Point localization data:
++++++++++++++++++++

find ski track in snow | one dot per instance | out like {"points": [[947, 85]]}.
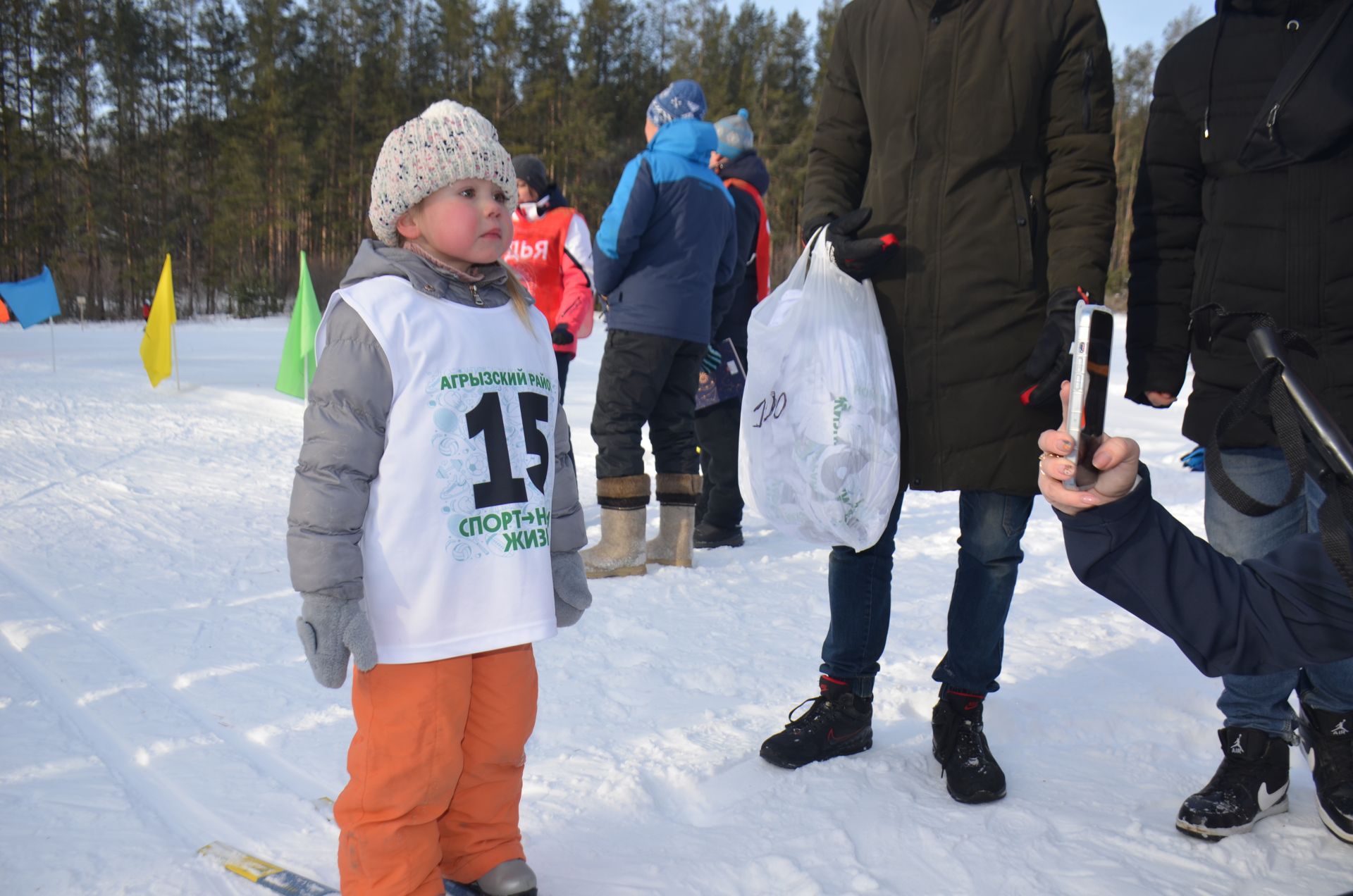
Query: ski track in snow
{"points": [[153, 696]]}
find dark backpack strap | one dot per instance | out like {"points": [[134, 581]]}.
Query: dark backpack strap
{"points": [[1335, 516]]}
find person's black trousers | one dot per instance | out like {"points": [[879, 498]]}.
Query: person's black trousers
{"points": [[716, 432], [562, 361], [645, 379]]}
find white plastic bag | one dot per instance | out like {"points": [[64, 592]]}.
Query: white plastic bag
{"points": [[820, 435]]}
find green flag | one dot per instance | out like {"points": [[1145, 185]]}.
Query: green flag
{"points": [[298, 355]]}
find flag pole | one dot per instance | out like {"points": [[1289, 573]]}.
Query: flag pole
{"points": [[173, 347]]}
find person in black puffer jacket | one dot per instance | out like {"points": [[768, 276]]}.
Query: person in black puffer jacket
{"points": [[1217, 233]]}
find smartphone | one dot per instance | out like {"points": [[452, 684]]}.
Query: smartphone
{"points": [[1089, 390]]}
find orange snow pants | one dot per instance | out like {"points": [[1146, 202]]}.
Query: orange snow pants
{"points": [[435, 772]]}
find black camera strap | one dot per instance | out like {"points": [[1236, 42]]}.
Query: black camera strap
{"points": [[1285, 424], [1336, 514]]}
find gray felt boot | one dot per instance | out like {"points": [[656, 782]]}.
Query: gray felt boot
{"points": [[676, 493], [624, 517]]}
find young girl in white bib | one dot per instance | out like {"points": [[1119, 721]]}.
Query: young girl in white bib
{"points": [[435, 521]]}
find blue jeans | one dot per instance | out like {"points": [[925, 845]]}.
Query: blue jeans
{"points": [[1261, 702], [861, 589]]}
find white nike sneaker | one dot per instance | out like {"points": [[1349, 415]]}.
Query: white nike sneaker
{"points": [[1249, 785]]}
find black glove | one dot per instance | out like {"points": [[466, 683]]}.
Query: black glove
{"points": [[858, 259], [1051, 359]]}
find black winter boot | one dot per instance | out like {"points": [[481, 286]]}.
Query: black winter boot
{"points": [[838, 724], [710, 536], [968, 766], [1249, 785], [1328, 743]]}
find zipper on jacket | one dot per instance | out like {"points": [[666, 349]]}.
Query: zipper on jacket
{"points": [[1087, 111], [1291, 88], [1032, 225]]}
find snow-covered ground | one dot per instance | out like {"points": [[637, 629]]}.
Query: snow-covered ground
{"points": [[153, 695]]}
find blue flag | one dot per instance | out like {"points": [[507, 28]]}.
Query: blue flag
{"points": [[32, 301]]}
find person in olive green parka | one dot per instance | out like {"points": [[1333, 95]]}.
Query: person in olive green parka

++++++++++++++++++++

_EXERCISE PROMPT_
Output all of the entries once more, word for word, with the images removed.

_REPLY TO THE EXERCISE_
find ski track in snow | one dot per instance | out like {"points": [[947, 85]]}.
Query: ski track in snow
{"points": [[153, 696]]}
find dark backpack strap | one dot per instance | out like {"points": [[134, 581]]}.
Query: dark backpack strap
{"points": [[1335, 516]]}
find person's black trousers | one dot per instance | out like {"points": [[879, 498]]}.
Query: person's black trousers
{"points": [[716, 432], [562, 361], [645, 379]]}
find white plastic bag | one dot per instance | out like {"points": [[64, 592]]}.
Query: white plastic bag
{"points": [[820, 435]]}
find green flag | one dot per instance | out like {"points": [[1145, 185]]}.
Query: green flag
{"points": [[298, 355]]}
find flag pole | one dot per instance | out like {"points": [[1289, 573]]}.
Query: flag pole
{"points": [[173, 347]]}
find person in black puffer jacket | one dot per instance | out like {"points": [[768, 276]]}.
Query: person in black puffer jacket
{"points": [[1217, 233]]}
find smartphone | one dot per instance | out like {"points": [[452, 684]]}.
Query: smartphone
{"points": [[1089, 390]]}
find orange snow pants | one dot per instance | out like {"points": [[1146, 202]]}.
Query: orange snow pants
{"points": [[435, 772]]}
find black camera strap | one dot per instance | out like {"points": [[1236, 42]]}.
Query: black camera strap
{"points": [[1285, 424], [1336, 514]]}
find gray felt boot | one dot per instance | out like {"points": [[656, 782]]}.
Query: gray felt boot
{"points": [[676, 493], [624, 517]]}
find young girl in white bib | one dot per instance | out like {"points": [[1119, 721]]}.
Query: young girl in white bib
{"points": [[435, 521]]}
find blue jeans | one dot per instance | out like {"points": [[925, 845]]}.
Query: blue jeans
{"points": [[1261, 702], [861, 589]]}
find white nike sneaker | one dot per instance | out like {"points": [[1349, 415]]}.
Query: white nike sneaker
{"points": [[1249, 785]]}
find black glove | one dot per instance | out like {"points": [[466, 683]]}.
Query: black glove
{"points": [[858, 259], [1051, 359]]}
find black winter boot | one dot per instance | out like {"points": [[481, 286]]}.
Query: black winter boot
{"points": [[838, 724], [710, 536], [968, 766], [1249, 785], [1328, 743]]}
find zipper on jacket | one dot per instance | out like {"points": [[666, 349]]}.
Query: zipper on jacket
{"points": [[1087, 111], [1291, 88], [1032, 225]]}
find snow-covered ground | one dot per instance | out like {"points": [[637, 629]]}.
Query: snow-covered ground
{"points": [[153, 695]]}
find blue flag | one dot per instance | out like {"points": [[507, 28]]}.
Query: blue flag
{"points": [[32, 301]]}
find person in olive green parka | one dot per instance | out like {"points": [[1333, 95]]}.
Query: person in olive green parka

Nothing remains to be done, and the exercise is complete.